=== Selected extract ===

IN THE UNITED STATES DISTRICT COURT FOR THE EASTERN DISTRICT OF CALIFORNIA


April 4, 2009

DONNA N. BROOKS-HENRIQUEZ, PLAINTIFF,
v.
MICHAEL J. ASTRUE, COMMISSIONER OF SOCIAL SECURITY,*FN1 DEFENDANT.

ORDER

This social security action was submitted to the court, without oral argument, for ruling on plaintiff's motion for remand and defendant's cross-motion for summary judgment. For the reasons explained below, the court concludes that the decision of the Commissioner of Social Security ("Commissioner") must be affirmed.

PROCEDURAL BACKGROUND

This action concerns plaintiff Donna Nell Brooks-Henriquez's second application for Supplemental Security Income (SSI) under Title XVI of the Social Security Act (the Act).

Plaintiff previously applied for SSI on January 20, 1999, alleging disability since January 15, 1999. Her application was denied initially and on reconsideration. At plaintiff's request, a hearing was held before an administrative law judge ("ALJ") on December 6, 2000, at which time plaintiff was represented. In a decision issued on April 24, 2001, ALJ L. Kalei Fong determined that plaintiff was not disabled. The ALJ made the following findings: plaintiff had not engaged in substantial gainful activity since the alleged onset of disability; plaintiff had severe impairments; plaintiff's medically determinable impairments did not meet or medically equal any listed impairment; plaintiff's allegations regarding her limitations were not totally credible; plaintiff had the residual functional capacity to lift 20 pounds occasionally and 10 pounds frequently, to walk and/or stand for six hours, to sit for six hours, to perform postural activities occasionally, except for climbing ropes, ladders and scaffolds, and to perform simple repetitive tasks, i.e., unskilled work, with infrequent direct contact with co-workers and the public; plaintiff's past relevant work as a telephone clerk or telemarketer did not require performance of work-related activities precluded by her residual functional capacity; plaintiff's dysthymia, neck and back pain, and pain disorder did not prevent her from performing past relevant work; plaintiff was not under a "disability" as defined in the Social Security Act at any time through the date of the decision. The ALJ's decision became the Commissioner's final decision when the Appeals Council denied plaintiff's request for review on August 9, 2002. Plaintiff sought judicial review by filing her complaint in the action entitled Brooks-Henriquez v. Barnhart, Case No. CIV S-02-2317 DAD, on October 22, 2002. By order filed March 23, 2004, the undersigned denied plaintiff's motion for summary judgment, granted defendant's motion for summary judgment, and affirmed the Commissioner's final decision.*fn2

Plaintiff filed a new application for SSI on January 23, 2004, alleging disability since September 15, 1998. (Tr. at 53-55.) The Commissioner denied the application initially on March 18, 2004, and upon reconsideration on July 1, 2004. (Tr. at 38-50.) Upon plaintiff's request for an administrative hearing, a hearing was held before ALJ Fong on November 9, 2005.

===

## Task requirements
1 – Retype the court order from "This social security" up to and including "Act (the Act).".
2 – Do these statements agree with the court order? (a) The plaintiff's first SSI application was filed on January 20, 1999. (b) The plaintiff had no representation at the December 6, 2000 hearing. (c) The Appeals Council granted the plaintiff's request for review.
3 – Can you continue the Social Security court order from where it stops?

=== Data section ===

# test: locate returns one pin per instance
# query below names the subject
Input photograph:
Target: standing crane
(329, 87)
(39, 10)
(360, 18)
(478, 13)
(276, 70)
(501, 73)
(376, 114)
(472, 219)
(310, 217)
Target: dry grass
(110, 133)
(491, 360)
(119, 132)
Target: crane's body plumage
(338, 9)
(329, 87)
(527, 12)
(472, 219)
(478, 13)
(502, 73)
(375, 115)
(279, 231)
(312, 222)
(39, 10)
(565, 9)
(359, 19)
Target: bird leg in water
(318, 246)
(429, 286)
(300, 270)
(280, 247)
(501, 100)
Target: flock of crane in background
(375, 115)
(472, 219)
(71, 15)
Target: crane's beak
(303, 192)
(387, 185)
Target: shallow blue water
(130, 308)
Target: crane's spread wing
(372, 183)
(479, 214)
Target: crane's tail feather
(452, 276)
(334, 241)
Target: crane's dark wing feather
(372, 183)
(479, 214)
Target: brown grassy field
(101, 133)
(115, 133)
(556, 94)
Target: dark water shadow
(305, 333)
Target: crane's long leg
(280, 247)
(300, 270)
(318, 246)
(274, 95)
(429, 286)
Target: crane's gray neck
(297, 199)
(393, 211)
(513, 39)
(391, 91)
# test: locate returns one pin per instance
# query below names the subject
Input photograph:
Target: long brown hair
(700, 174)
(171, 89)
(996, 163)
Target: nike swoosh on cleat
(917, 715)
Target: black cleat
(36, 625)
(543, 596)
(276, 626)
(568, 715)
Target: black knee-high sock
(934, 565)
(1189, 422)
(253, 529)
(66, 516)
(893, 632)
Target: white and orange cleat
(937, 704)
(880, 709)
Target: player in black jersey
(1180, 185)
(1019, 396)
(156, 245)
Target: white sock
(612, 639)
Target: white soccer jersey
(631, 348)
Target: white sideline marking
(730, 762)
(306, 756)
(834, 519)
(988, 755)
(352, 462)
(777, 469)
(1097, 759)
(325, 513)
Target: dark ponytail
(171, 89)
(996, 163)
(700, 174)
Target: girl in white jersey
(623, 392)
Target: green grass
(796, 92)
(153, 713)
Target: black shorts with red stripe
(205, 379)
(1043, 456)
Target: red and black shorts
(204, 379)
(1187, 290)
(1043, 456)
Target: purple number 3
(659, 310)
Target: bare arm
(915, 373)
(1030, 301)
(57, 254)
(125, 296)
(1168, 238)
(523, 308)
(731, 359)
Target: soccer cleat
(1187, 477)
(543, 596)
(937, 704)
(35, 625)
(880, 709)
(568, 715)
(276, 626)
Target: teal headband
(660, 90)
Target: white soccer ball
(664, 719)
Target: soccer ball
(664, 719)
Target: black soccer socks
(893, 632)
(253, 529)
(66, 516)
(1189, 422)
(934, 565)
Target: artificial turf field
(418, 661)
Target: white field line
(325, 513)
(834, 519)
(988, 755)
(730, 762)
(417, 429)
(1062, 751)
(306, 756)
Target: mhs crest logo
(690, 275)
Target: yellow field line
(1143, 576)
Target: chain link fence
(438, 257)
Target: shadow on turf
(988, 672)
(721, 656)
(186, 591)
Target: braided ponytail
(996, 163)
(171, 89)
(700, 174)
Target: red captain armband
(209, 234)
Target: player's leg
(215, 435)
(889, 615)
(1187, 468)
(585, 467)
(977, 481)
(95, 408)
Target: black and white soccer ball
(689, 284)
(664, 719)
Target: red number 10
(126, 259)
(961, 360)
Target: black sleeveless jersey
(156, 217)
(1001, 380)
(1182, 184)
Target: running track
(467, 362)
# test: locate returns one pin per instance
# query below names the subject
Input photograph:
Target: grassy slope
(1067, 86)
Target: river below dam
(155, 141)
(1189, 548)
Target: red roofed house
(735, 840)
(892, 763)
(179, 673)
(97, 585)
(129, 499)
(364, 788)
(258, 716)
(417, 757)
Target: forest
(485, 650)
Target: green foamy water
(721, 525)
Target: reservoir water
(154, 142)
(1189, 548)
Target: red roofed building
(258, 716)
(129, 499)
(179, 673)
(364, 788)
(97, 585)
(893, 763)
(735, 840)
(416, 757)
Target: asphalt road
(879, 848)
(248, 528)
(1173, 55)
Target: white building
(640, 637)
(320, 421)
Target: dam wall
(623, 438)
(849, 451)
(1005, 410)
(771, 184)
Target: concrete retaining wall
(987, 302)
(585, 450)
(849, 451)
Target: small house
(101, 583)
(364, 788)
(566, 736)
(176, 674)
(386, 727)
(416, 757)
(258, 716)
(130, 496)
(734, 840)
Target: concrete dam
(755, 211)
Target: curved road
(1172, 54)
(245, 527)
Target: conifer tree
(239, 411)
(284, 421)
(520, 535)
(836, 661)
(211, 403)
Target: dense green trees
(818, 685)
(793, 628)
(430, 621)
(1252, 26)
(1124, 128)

===

## Answer set
1 –
This social security action was submitted to the court, without oral argument, for ruling on plaintiff's motion for remand and defendant's cross-motion for summary judgment. For the reasons explained below, the court concludes that the decision of the Commissioner of Social Security ("Commissioner") must be affirmed.

PROCEDURAL BACKGROUND

This action concerns plaintiff Donna Nell Brooks-Henriquez's second application for Supplemental Security Income (SSI) under Title XVI of the Social Security Act (the Act).

2 –
(a) Yes: "Plaintiff previously applied for SSI on January 20, 1999"
(b) No: "at which time plaintiff was represented"
(c) No: "when the Appeals Council denied plaintiff's request for review on August 9, 2002"

3 –
(Tr. at 11, 52, 141-58.) Plaintiff, represented by non-attorney Danielle Duarte, testified at the hearing. (Tr. at 11, 24,141, 143-58.) In a decision dated March 21, 2006, the ALJ determined that plaintiff was not disabled. (Tr. at 8-18.) The ALJ entered the following findings:

1. The claimant has not engaged in substantial gainful activity at any time relevant to this decision (20 CFR 416.920(b)).

2. The claimant has the following severe impairments: degenerative disc disease of the lumbar spine, a thyroid condition, degenerative joint disease of both knees, and myofascial pain syndrome involving the right shoulder and hip (20 CFR 416.920(c)).

3. The claimant does not have an impairment or combination of impairments that meets or medically equals one of the listed impairments in 20 CFR Part 404, Subpart P, Appendix 1 (20 CFR 416.920(d), 416.925 and 416.926).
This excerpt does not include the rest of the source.